Position identification records:
## BEGIN
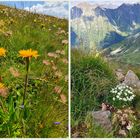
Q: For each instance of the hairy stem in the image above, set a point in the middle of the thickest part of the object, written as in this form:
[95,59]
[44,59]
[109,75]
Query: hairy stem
[26,80]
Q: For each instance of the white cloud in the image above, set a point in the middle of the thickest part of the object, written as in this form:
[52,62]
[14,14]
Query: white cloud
[57,9]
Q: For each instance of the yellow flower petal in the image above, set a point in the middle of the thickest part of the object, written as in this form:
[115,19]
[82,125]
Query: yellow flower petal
[28,53]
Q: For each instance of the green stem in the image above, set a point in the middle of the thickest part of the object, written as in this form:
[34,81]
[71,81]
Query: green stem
[26,80]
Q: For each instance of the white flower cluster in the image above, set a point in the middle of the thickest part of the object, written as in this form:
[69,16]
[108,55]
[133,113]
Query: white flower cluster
[123,92]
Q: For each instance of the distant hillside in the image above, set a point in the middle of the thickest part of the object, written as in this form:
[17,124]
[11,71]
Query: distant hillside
[102,27]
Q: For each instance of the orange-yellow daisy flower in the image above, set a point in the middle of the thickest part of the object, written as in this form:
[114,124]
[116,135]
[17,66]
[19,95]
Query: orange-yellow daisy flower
[28,53]
[2,52]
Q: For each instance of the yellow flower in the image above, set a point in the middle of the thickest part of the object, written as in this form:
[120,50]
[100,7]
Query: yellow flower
[2,52]
[28,53]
## END
Instruction:
Set down, word for word, every line from the line that holds "Q: For each instance of the white flower" to the end of the entries above, including both ends.

Expected output:
Q: For each instance of the white flower cluster in the image above, set a point in the middle of the thickest part of the object, written as in this form:
[69,16]
[108,55]
[133,113]
Query: white flower cluster
[123,92]
Q: For each instance of the distant hillside in the image above, set a point in the middle of the thickest part of the object, written as in this form:
[17,124]
[11,71]
Query: distant hillside
[102,27]
Q: For each instance of the orange-yellow daisy flower in the image above, set a point in the middle of the thickest part of the object, written as in this form:
[114,124]
[116,135]
[17,66]
[19,95]
Query: orange-yellow daisy flower
[28,53]
[2,52]
Q: For each instance of the yellow flower in the image above, set a point in the middle of the thickest part of the object, written as in this form:
[120,50]
[100,7]
Query: yellow flower
[2,52]
[28,53]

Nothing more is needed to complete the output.